_TEXT FOR ANALYSIS_.
Start of Block
Topographic associations of hyperreflective materials in diabetic retinopathy: a multimodal correlation with microvascular pathology, structural remodeling and systemic metabolic dysregulation

Lan Zhou #  1   2 Hongyan Sun #  1   3 Cunzi Li #  1   3 Tianyi Luo  1   3 Ting Meng  1 Xiaojun Wen  4 Zilin Chen  4 Yan Hu  5 Ming-Ming Yang  1   2
Affiliations

Topographic associations of hyperreflective materials in diabetic retinopathy: a multimodal correlation with microvascular pathology, structural remodeling and systemic metabolic dysregulation

Lan Zhou et al. Front Med (Lausanne). .

Abstract

Background: Hyperreflective materials (HRMs), enigmatic biomarkers observed in diabetic retinopathy (DR), exhibit poorly characterized pathophysiological origins and clinical implications.

Methods: This retrospective cross-sectional study investigates the spatial distribution patterns of HRMs subtypes and their integrative relationships with retinal microvascular architecture, structural remodeling, and systemic metabolic parameters in 205 DR eyes. HRMs were systematically classified via multimodal optical coherence tomography angiography (OCTA) analysis, incorporating topographic localization (inner vs. outer retinal), reflectivity profiles, morphometric dimensions, posterior shadowing artifacts, and decorrelation signal. Quantitative correlations were established between HRMs subtypes and OCTA-derived vascular parameters (intraretinal microvascular abnormalities [IRMA], non-perfusion [NP] areas, microaneurysms), diabetic macular edema (DME) status, and systemic metabolic indices (glycemic control, lipid profiles, renal function, inflammatory markers).
End of Block
_REQUIRED WORK_.
a: According to the abstract on hyperreflective materials in diabetic retinopathy, how many eyes with diabetic retinopathy did the study include?
b: Continue the abstract on hyperreflective materials in diabetic retinopathy, starting right after its last sentence.

_SUPPLIED INFORMATION_.
Start of Block
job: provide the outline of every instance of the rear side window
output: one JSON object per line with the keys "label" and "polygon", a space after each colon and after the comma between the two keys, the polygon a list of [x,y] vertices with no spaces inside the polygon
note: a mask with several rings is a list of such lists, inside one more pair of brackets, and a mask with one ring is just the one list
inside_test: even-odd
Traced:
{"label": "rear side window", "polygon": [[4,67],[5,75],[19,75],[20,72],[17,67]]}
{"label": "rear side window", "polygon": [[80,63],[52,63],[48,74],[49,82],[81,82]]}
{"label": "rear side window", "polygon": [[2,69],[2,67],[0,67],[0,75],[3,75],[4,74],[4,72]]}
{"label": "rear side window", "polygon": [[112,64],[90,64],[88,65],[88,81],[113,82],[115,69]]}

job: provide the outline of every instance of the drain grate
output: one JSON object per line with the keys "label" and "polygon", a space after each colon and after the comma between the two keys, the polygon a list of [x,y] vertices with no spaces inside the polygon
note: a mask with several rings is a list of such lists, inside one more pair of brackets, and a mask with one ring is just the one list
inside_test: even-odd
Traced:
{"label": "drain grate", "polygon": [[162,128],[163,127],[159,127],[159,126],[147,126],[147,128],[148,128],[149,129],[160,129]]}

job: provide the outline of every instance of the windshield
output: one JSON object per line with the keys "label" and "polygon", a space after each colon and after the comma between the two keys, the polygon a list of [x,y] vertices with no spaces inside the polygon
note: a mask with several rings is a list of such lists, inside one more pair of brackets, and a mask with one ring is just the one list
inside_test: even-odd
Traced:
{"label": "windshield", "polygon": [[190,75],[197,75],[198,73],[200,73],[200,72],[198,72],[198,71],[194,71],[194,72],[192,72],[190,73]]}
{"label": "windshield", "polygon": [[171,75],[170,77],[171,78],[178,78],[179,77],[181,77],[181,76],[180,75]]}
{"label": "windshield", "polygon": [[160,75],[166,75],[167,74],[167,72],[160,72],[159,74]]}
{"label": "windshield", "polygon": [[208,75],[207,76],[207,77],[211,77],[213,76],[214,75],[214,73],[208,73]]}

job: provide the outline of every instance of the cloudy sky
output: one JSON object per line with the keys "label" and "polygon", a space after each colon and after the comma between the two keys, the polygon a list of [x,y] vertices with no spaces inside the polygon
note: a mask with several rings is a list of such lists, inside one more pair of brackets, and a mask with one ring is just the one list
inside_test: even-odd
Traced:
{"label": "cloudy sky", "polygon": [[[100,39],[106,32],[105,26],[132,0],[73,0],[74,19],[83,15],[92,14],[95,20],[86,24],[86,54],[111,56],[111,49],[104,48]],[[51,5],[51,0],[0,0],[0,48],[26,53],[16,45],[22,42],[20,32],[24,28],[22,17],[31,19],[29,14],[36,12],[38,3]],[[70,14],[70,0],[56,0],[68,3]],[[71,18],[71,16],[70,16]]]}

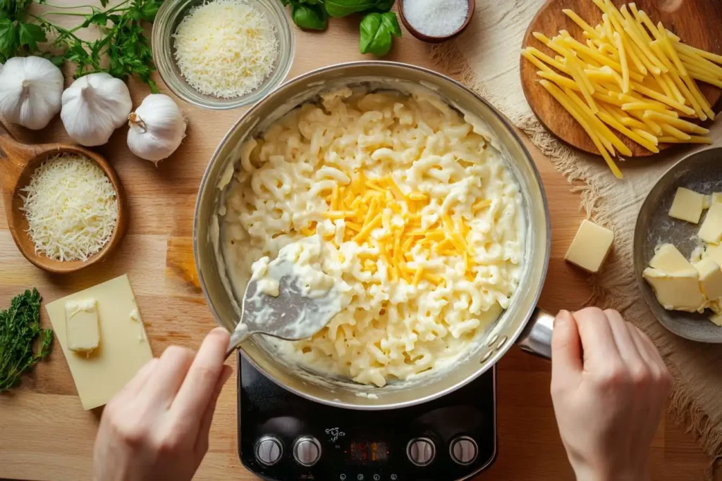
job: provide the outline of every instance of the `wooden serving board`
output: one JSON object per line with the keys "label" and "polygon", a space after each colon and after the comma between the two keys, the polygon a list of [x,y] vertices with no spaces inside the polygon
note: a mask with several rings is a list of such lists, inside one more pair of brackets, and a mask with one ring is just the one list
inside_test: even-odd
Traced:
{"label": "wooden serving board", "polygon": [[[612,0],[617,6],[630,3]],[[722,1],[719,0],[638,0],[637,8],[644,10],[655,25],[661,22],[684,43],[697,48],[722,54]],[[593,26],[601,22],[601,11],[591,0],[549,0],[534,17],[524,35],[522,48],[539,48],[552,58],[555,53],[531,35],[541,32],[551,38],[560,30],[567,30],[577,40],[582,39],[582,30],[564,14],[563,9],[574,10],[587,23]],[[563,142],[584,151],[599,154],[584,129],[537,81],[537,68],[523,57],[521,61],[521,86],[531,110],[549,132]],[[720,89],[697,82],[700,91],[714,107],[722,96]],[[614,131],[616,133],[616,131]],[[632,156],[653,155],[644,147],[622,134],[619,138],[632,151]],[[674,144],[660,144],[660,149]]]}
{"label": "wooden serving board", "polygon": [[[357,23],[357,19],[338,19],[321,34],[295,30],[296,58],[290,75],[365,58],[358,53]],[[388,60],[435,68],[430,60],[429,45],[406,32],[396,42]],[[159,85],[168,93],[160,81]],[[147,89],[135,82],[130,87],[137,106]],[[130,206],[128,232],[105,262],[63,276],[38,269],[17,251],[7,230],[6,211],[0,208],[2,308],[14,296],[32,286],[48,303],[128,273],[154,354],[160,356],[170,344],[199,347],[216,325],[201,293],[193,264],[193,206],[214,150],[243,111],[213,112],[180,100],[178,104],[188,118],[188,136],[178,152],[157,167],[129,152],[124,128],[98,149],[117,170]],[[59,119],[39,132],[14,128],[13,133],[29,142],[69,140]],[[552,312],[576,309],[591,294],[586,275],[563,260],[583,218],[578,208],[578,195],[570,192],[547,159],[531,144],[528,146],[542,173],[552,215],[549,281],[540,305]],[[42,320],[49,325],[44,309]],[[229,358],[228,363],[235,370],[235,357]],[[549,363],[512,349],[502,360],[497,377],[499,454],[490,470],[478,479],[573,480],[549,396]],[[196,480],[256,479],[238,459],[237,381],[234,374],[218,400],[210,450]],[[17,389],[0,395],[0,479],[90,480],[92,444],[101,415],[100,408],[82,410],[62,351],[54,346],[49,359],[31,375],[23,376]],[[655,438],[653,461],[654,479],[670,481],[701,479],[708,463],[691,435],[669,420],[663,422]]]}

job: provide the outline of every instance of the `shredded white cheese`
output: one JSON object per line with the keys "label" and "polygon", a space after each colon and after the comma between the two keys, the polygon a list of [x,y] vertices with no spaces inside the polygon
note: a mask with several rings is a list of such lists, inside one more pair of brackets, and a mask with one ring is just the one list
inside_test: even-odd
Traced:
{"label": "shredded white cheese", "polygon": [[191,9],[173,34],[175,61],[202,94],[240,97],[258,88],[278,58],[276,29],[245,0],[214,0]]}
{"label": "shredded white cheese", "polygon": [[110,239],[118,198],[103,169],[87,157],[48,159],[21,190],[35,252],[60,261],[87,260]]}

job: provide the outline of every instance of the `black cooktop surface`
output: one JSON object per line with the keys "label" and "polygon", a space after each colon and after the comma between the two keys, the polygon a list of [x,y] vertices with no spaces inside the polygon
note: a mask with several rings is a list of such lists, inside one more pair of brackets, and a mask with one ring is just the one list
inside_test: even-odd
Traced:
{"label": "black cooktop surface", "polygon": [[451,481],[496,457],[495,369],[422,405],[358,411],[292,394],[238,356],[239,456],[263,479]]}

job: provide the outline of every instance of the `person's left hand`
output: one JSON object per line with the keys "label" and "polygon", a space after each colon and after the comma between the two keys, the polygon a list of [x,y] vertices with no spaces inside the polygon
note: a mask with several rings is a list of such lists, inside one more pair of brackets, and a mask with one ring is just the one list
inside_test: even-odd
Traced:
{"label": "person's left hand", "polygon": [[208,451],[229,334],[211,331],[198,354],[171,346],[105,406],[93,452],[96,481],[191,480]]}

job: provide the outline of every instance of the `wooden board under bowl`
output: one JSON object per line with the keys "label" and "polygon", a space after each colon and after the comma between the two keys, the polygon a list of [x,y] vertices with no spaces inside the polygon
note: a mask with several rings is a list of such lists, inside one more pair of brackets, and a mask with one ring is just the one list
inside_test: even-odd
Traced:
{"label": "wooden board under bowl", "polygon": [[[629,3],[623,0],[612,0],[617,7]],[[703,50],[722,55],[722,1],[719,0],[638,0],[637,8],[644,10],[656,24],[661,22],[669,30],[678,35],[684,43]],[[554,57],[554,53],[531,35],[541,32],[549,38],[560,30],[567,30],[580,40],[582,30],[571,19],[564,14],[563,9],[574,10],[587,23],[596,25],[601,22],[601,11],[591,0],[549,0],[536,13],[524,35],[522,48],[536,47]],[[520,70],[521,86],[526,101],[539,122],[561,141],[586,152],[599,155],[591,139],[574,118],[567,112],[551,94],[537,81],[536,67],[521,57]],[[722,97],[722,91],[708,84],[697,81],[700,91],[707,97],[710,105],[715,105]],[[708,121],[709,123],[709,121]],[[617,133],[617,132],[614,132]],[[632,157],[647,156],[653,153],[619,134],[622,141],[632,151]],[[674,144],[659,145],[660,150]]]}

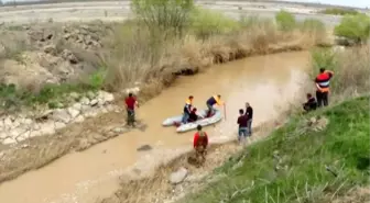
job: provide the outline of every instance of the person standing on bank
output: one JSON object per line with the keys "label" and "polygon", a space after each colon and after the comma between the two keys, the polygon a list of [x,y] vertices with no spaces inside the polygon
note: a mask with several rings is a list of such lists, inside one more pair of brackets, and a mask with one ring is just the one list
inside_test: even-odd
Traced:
End of Block
Start of Block
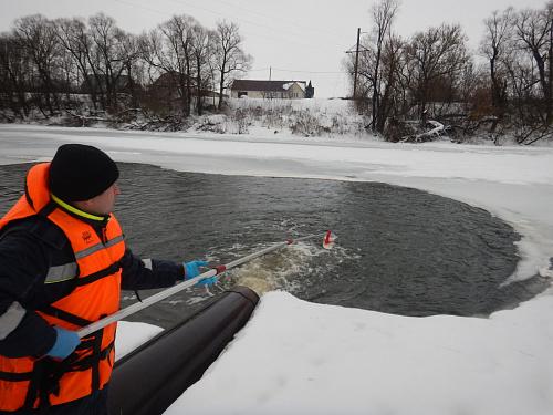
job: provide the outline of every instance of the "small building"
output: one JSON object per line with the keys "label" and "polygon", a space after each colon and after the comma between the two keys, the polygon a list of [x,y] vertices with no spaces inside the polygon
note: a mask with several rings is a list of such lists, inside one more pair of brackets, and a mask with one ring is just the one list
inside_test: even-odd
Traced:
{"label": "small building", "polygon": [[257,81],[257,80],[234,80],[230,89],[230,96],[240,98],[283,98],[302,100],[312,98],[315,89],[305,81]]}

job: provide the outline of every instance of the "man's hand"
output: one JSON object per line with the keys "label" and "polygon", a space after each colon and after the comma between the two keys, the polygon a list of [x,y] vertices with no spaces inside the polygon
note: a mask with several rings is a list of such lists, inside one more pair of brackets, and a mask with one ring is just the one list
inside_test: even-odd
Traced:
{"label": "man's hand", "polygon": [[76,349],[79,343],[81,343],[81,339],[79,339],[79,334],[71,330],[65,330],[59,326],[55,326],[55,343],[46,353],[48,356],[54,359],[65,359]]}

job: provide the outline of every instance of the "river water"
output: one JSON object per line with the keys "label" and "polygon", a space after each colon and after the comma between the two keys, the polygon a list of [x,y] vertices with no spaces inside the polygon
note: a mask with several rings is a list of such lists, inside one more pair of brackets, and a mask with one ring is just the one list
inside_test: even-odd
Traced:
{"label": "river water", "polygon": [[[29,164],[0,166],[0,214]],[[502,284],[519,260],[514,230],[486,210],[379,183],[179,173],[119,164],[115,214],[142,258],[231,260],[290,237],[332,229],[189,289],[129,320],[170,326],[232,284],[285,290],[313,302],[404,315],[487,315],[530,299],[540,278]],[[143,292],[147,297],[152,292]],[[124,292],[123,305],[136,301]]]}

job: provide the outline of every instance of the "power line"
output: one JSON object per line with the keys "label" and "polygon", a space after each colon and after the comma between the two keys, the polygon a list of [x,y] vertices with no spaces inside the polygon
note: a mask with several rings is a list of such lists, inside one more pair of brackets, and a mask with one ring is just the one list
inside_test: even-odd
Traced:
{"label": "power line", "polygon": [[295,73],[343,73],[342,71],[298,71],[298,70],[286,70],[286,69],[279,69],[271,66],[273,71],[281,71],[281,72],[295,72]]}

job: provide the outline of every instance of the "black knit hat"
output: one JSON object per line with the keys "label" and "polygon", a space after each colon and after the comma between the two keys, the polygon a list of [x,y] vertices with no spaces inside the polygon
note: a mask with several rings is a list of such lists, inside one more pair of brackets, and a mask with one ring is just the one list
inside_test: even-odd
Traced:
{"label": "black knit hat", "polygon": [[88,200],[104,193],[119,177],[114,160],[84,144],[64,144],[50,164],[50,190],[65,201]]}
End of Block
Start of Block
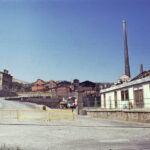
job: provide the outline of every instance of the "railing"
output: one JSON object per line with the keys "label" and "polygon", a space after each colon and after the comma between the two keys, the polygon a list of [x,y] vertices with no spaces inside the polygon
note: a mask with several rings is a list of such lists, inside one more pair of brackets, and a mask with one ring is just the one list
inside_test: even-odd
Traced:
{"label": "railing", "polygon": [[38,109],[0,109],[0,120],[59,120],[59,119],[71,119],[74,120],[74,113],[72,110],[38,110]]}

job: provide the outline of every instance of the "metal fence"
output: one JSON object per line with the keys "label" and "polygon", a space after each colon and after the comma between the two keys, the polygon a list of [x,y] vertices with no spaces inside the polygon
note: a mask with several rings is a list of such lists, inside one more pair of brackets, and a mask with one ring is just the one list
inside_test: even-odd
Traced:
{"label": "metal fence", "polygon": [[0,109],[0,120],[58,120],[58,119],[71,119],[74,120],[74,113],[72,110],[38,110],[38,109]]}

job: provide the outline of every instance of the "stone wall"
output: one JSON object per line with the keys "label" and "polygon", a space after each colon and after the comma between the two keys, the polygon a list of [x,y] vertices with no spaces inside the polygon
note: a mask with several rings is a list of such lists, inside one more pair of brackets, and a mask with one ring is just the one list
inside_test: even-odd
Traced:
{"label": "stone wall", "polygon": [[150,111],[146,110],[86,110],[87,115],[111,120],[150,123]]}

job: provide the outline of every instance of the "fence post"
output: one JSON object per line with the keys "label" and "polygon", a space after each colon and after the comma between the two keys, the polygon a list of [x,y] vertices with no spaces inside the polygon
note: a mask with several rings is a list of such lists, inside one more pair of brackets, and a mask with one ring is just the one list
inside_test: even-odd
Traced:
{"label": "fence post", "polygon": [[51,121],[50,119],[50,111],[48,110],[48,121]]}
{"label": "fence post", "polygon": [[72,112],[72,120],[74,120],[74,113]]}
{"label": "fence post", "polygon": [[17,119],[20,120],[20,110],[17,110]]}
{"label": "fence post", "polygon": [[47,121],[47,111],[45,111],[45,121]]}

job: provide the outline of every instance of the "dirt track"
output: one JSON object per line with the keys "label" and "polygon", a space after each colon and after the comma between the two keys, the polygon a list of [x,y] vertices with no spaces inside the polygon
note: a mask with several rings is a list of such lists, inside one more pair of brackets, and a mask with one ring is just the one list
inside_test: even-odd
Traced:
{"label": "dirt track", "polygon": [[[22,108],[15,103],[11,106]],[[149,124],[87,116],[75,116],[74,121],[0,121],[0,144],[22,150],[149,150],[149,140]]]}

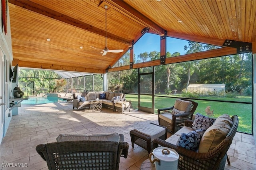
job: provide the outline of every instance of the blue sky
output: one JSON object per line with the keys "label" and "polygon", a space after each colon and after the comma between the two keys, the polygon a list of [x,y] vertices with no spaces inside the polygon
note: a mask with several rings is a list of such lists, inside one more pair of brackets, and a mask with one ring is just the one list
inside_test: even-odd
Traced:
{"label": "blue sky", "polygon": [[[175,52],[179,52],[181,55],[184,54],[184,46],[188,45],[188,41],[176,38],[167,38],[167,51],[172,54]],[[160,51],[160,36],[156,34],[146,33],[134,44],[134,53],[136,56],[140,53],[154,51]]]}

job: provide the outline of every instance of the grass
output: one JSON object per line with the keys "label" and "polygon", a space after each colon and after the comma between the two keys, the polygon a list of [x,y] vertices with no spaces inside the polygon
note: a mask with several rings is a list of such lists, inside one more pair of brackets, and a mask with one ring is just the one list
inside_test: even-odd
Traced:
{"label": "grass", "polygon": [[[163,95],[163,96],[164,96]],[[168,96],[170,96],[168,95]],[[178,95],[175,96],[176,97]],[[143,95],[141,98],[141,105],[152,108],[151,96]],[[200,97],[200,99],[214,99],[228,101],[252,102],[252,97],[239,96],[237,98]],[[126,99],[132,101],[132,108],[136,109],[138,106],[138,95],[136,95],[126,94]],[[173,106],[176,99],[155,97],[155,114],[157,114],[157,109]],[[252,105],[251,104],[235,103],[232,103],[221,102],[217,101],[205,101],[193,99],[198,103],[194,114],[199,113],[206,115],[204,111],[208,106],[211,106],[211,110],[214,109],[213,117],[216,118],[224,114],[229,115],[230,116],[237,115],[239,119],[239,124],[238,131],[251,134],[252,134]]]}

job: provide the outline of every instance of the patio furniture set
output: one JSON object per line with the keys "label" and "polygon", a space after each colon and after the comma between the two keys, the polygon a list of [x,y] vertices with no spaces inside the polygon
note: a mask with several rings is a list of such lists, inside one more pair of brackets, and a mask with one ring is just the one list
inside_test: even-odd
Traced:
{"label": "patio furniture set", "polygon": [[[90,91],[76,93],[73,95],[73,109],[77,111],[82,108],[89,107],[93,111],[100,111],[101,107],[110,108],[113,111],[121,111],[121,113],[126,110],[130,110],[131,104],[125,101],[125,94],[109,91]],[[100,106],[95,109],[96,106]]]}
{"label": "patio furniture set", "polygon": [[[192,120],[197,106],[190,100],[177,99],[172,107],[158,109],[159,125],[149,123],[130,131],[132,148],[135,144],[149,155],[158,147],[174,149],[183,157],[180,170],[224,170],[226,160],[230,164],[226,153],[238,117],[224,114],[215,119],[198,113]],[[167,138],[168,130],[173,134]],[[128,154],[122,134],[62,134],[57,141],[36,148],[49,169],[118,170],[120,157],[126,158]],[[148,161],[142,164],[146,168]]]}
End of Block
_RESPONSE LIST_.
a: 205 eyes.

b:
Results: Six distinct HRMs phenotypes were identified: inner retinal hyperreflective spots (IRHFs), outer retinal hyperreflective spots (ORHFs), intraretinal hard exudates (IRHE), outer retinal hard exudates (ORHE), decorrelation-positive HRMs, and cotton-wool spots. Spatial mapping revealed predominant HRMs colocalization with IRMA territories (75.4% IRHFs, 89.5% ORHFs, 90.8% IRHE, 94% ORHE), while 19% of IRHFs and 8.7% of ORHFs overlapped NP zones. Decorrelation-positive HRMs demonstrated dual associations with IRMA (77.6%) and microaneurysms (21.0%). DME eyes exhibited significantly elevated HRMs density within IRMA and NP regions (P < 0.001). Multivariate analysis identified dyslipidemia as a strong predictor of HRMs burden.

Conclusions: These findings establish HRMs as spatially resolved biomarkers of diabetic retinal pathophysiology, reflecting compartment specific interactions between microvascular incompetence (IRMA-associated barrier failure), ischemic remodeling (NP zones), and systemic metabolic dysregulation. The colocalization of HRMs subtypes with IRMA walls and leakage-prone microaneurysms supports their putative role as optical signatures of lipoprotein extravasation and inflammatory lipidotoxicity in DR progression.

Keywords: diabetic macular edema; diabetic retinopathy; hyperreflective materials; lipid metabolism; optical coherence tomography angiography.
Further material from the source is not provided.